[Point annotation records]
begin

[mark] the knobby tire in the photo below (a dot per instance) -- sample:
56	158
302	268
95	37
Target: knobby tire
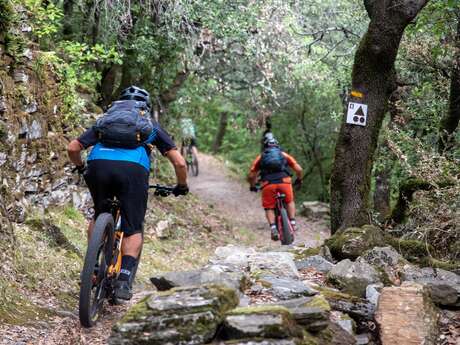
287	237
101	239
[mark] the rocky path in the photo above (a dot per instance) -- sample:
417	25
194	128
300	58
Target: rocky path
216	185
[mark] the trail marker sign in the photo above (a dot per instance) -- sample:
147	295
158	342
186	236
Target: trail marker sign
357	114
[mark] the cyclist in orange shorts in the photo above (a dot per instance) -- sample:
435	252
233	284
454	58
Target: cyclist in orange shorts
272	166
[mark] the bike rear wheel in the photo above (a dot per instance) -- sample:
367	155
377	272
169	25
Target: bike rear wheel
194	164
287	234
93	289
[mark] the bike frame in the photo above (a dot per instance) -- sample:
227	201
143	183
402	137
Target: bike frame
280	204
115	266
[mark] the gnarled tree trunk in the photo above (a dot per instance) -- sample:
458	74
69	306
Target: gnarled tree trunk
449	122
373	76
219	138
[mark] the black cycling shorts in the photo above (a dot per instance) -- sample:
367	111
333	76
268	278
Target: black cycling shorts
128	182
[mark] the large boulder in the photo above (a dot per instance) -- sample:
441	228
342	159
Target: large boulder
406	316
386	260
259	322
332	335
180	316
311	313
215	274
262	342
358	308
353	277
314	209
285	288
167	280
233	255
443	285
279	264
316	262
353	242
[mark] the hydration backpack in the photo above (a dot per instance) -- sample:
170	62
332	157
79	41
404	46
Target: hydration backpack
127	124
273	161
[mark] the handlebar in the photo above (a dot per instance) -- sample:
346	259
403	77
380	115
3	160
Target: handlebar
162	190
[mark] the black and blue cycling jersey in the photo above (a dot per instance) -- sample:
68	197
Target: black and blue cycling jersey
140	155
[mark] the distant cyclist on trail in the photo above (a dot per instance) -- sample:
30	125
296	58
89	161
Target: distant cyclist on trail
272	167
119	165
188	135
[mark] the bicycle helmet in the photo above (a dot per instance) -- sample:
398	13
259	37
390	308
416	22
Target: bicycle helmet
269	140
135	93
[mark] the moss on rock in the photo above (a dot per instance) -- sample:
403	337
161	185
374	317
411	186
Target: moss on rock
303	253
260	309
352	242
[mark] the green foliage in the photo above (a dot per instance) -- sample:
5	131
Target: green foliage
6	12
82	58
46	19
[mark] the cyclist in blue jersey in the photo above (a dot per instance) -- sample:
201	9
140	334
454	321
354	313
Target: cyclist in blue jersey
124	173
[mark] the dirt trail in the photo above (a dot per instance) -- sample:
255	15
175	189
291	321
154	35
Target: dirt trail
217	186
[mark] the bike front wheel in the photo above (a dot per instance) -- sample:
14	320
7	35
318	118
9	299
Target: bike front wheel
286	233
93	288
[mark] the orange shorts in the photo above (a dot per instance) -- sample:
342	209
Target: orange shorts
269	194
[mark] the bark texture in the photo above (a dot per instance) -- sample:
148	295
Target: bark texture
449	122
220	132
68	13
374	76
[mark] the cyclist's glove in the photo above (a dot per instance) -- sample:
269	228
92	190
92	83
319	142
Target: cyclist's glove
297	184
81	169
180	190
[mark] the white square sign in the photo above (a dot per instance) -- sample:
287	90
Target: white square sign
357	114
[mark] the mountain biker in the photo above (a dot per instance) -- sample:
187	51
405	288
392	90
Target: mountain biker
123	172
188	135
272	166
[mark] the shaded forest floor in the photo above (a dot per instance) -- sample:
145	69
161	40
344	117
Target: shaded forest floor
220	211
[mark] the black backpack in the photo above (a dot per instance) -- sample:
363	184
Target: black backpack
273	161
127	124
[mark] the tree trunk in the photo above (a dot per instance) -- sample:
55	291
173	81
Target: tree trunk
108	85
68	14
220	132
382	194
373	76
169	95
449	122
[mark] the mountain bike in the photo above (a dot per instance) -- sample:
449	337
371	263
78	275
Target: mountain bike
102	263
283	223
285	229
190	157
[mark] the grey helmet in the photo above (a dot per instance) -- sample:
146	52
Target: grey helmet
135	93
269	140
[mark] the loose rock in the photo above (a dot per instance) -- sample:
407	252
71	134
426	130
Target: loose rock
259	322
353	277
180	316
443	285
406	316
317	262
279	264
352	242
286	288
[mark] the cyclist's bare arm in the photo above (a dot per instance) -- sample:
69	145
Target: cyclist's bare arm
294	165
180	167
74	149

end
begin

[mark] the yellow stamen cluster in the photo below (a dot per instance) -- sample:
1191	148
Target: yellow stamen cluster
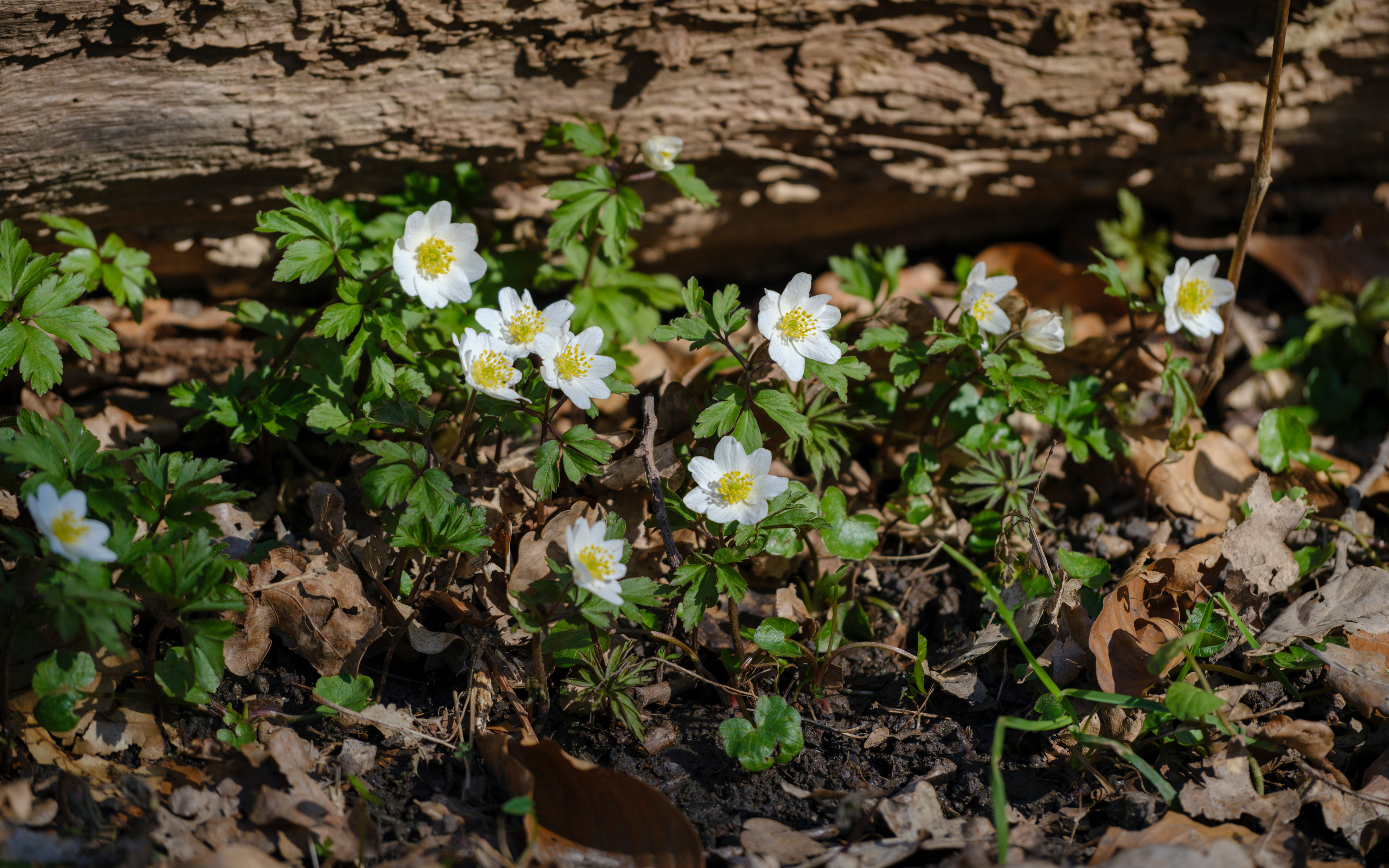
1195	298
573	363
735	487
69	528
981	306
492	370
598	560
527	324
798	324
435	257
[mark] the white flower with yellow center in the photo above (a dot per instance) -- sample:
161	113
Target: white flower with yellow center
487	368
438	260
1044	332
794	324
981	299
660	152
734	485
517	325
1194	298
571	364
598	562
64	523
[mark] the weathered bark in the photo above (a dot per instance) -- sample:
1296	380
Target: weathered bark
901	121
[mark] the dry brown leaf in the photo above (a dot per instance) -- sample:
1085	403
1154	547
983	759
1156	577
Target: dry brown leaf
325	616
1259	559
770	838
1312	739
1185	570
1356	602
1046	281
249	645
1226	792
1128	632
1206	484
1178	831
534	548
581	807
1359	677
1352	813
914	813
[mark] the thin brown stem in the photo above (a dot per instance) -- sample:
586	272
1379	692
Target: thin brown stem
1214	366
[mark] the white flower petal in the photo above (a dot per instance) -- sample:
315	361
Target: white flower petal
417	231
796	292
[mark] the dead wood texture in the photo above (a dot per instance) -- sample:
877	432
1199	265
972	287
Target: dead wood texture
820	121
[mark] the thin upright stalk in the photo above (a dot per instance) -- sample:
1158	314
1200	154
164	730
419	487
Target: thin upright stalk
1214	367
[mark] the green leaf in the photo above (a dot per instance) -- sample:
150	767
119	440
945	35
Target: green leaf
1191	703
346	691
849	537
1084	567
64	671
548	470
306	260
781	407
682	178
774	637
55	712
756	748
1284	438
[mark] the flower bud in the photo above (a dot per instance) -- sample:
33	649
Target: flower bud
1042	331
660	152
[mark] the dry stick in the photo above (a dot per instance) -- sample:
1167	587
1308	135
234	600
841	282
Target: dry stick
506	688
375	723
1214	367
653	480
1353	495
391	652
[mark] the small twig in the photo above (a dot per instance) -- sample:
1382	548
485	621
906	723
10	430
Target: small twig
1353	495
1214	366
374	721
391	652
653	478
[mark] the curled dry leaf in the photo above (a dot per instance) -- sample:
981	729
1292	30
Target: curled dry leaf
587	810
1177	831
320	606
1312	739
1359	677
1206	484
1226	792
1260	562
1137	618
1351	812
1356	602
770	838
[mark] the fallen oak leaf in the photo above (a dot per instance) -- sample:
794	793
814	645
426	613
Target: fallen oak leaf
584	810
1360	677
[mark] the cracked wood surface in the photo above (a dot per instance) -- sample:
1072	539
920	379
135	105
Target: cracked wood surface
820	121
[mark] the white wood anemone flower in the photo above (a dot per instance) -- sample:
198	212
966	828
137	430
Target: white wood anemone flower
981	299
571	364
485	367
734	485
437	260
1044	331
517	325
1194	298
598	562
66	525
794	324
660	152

end

■ Exercise requirements
Find every line in the listing above that contains the string "jersey" and copy each of those lines. Case counts.

■ Written answer
[mark] the black and blue cycling jersey in the photo above (a dot per instance) -- sample:
Target: black and blue cycling jersey
[mark] the cyclist in blue jersey in the photo above (a dot per instance) -- sample:
Target: cyclist in blue jersey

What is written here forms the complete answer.